▸ Directions for this task: Reproduce verbatim the lines of the entries below, from the line containing "Task: find each instance of the small" up to and including the line containing "Target: small pond".

▸ Rows:

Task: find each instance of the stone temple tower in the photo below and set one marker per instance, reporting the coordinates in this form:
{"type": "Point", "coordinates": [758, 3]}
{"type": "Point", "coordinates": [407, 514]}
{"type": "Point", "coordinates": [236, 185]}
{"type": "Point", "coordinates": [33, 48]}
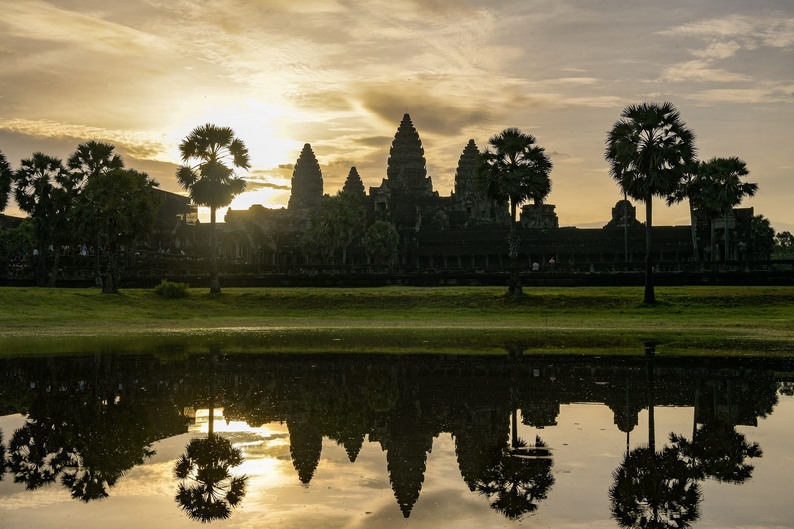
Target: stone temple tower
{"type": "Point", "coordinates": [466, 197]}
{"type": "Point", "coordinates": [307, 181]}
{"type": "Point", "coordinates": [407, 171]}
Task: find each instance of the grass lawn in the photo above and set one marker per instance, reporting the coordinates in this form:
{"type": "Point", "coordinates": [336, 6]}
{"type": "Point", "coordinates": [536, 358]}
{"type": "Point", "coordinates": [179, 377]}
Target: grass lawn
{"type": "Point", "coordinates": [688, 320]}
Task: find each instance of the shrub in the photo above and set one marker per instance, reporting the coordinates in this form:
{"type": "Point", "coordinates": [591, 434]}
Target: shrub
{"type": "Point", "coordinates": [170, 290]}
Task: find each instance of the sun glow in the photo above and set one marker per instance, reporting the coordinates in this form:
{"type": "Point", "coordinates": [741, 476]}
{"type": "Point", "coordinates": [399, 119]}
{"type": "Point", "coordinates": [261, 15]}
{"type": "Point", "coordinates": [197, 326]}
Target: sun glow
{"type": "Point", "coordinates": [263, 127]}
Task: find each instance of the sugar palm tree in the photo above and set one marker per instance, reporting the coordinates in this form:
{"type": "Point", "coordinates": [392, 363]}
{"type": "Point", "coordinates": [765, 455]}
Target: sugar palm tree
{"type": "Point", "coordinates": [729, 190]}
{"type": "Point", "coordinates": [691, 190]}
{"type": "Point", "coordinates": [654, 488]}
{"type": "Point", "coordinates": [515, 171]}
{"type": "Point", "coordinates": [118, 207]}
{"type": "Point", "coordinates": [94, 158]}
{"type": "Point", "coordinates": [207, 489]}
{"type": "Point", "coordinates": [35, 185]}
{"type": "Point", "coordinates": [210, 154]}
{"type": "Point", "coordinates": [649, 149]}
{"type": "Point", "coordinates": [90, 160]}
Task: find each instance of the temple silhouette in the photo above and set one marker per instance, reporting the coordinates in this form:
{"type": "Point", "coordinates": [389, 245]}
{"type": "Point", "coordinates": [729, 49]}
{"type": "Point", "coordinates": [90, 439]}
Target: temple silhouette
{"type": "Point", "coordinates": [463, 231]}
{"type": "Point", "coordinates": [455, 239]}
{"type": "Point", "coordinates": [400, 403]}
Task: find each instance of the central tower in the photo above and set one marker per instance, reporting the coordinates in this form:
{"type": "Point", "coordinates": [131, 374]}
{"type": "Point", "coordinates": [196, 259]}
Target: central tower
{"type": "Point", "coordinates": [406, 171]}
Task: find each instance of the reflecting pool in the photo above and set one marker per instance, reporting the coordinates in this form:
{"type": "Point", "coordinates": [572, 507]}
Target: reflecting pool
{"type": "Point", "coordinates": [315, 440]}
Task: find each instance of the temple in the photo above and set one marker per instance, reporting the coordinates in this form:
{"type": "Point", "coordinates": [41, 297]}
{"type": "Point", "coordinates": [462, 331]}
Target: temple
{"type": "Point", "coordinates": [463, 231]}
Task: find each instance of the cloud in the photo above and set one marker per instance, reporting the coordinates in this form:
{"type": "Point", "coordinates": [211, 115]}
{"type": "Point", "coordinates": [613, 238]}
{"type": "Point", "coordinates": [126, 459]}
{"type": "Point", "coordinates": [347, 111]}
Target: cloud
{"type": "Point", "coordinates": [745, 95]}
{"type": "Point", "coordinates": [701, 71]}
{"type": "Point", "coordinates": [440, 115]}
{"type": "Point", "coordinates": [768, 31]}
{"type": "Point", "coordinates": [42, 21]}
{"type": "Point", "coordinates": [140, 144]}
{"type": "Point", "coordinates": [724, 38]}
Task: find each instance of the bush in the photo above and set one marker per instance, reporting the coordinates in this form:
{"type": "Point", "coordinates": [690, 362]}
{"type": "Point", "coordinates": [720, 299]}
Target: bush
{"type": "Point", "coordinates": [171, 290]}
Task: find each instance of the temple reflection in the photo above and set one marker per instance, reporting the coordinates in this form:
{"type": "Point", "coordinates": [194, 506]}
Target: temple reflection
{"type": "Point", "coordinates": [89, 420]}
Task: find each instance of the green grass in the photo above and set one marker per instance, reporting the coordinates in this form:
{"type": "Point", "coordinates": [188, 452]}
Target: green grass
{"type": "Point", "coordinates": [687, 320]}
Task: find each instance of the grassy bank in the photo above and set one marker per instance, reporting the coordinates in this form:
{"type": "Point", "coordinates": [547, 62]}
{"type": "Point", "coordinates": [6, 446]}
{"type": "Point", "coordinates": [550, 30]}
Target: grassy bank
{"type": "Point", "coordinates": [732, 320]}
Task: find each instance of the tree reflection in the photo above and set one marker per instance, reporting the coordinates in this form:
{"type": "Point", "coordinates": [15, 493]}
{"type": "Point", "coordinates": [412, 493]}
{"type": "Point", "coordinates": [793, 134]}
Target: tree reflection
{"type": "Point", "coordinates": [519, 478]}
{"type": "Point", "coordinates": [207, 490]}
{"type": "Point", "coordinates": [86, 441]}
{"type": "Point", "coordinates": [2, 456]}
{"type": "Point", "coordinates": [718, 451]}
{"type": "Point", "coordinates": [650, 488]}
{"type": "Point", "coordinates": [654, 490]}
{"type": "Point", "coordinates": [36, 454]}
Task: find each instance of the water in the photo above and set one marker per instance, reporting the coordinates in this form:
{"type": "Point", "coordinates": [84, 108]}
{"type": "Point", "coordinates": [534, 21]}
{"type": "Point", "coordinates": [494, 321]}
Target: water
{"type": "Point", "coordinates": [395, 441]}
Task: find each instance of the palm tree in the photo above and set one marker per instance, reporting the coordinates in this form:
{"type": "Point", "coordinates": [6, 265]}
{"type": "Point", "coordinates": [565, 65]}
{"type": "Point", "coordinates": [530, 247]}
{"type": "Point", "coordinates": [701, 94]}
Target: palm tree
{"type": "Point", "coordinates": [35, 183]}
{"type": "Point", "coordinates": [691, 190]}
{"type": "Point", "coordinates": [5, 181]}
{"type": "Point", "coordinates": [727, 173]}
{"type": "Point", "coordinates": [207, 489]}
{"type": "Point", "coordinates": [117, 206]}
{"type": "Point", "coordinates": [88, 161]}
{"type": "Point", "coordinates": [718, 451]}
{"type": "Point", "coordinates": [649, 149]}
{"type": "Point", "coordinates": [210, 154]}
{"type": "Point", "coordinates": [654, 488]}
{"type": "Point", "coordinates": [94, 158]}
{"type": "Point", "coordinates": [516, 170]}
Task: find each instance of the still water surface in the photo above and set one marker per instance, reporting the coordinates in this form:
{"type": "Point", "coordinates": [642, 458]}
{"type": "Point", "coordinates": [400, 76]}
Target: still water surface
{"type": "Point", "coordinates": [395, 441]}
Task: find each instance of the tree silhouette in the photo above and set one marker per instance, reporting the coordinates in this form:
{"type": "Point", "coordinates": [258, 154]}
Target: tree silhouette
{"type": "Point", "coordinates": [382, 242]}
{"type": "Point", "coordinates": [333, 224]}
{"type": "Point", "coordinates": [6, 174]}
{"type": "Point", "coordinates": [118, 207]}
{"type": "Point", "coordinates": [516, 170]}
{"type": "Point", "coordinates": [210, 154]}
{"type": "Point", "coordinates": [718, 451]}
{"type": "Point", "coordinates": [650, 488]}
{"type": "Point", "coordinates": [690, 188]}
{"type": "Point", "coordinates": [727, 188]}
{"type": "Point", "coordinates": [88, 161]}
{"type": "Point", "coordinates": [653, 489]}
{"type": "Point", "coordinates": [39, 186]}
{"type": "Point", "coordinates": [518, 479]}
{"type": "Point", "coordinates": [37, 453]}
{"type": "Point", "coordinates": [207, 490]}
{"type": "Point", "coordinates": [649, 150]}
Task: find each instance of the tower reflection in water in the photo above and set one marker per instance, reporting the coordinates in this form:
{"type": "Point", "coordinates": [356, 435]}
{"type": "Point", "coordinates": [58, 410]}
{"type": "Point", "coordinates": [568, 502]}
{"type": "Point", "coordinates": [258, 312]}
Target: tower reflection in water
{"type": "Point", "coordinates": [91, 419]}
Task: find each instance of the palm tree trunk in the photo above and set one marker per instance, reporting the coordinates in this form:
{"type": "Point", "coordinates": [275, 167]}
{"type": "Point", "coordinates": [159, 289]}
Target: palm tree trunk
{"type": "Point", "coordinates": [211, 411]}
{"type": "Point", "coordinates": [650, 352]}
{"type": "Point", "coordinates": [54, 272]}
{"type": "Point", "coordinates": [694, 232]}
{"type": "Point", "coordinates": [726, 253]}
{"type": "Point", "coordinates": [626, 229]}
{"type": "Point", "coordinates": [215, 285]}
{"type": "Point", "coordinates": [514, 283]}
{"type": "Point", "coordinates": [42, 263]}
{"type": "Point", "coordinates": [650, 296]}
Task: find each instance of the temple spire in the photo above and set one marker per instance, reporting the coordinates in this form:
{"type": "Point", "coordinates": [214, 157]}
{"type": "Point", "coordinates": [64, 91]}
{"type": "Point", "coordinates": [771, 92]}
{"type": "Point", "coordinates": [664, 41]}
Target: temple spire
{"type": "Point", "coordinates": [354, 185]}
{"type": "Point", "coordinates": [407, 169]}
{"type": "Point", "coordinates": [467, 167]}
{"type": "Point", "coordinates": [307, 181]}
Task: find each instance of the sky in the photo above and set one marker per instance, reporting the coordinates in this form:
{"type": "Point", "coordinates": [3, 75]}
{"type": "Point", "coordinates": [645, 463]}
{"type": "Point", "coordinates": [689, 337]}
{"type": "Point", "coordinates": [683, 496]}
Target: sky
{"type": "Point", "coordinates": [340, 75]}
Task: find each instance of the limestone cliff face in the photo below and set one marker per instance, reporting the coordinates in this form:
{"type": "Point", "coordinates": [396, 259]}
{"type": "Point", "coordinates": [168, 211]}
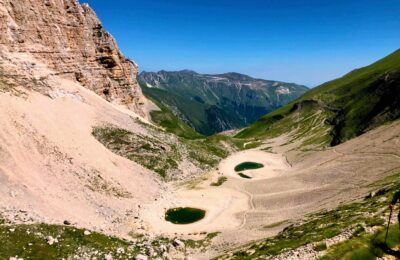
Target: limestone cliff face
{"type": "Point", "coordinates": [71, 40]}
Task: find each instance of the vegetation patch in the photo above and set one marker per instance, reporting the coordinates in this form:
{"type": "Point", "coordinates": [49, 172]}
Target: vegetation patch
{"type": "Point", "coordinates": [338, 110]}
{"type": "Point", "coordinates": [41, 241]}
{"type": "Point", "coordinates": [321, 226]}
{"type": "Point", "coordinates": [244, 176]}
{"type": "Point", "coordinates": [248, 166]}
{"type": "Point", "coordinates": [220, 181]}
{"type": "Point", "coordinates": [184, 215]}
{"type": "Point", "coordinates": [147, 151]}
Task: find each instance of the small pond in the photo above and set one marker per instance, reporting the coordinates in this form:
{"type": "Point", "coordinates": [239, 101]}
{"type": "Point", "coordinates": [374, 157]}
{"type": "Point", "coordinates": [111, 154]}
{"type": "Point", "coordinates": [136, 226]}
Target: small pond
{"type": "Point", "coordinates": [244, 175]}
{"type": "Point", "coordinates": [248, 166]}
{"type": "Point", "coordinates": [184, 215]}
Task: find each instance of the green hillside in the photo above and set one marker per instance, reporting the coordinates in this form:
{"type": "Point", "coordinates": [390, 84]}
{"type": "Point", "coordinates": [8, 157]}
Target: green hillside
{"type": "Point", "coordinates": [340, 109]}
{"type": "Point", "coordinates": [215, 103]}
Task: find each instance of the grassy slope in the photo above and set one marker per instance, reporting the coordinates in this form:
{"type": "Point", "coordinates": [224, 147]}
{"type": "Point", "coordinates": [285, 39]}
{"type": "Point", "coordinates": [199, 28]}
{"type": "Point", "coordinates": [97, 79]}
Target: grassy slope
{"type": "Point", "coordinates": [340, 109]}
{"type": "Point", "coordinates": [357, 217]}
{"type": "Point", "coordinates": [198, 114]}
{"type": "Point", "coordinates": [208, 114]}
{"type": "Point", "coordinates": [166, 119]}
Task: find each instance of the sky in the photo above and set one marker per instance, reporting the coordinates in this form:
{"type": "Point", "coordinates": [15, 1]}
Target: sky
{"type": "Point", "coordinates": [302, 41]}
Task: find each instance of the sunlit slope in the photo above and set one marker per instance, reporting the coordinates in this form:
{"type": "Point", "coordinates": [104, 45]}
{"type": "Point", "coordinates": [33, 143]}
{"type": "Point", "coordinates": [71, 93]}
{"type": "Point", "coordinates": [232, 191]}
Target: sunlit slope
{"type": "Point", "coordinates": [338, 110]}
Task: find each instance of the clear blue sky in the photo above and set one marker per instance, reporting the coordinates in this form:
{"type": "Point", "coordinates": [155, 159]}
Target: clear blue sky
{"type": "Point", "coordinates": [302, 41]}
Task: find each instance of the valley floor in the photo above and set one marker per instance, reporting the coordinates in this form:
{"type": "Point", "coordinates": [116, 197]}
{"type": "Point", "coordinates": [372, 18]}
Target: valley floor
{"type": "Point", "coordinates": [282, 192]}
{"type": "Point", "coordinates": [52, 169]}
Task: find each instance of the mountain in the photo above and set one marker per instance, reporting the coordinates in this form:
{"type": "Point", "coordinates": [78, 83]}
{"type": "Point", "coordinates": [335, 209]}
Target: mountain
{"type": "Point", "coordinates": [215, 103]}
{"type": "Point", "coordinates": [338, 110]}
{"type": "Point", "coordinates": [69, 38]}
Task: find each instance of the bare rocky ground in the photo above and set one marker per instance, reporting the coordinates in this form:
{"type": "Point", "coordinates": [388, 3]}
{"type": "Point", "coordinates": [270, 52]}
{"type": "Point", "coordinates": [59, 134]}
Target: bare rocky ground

▸ Correct response:
Task: find each instance of the small pond in the photo above and set one marker per instance, reporting the coordinates in this form:
{"type": "Point", "coordinates": [239, 101]}
{"type": "Point", "coordinates": [374, 157]}
{"type": "Point", "coordinates": [111, 154]}
{"type": "Point", "coordinates": [136, 226]}
Target: small pond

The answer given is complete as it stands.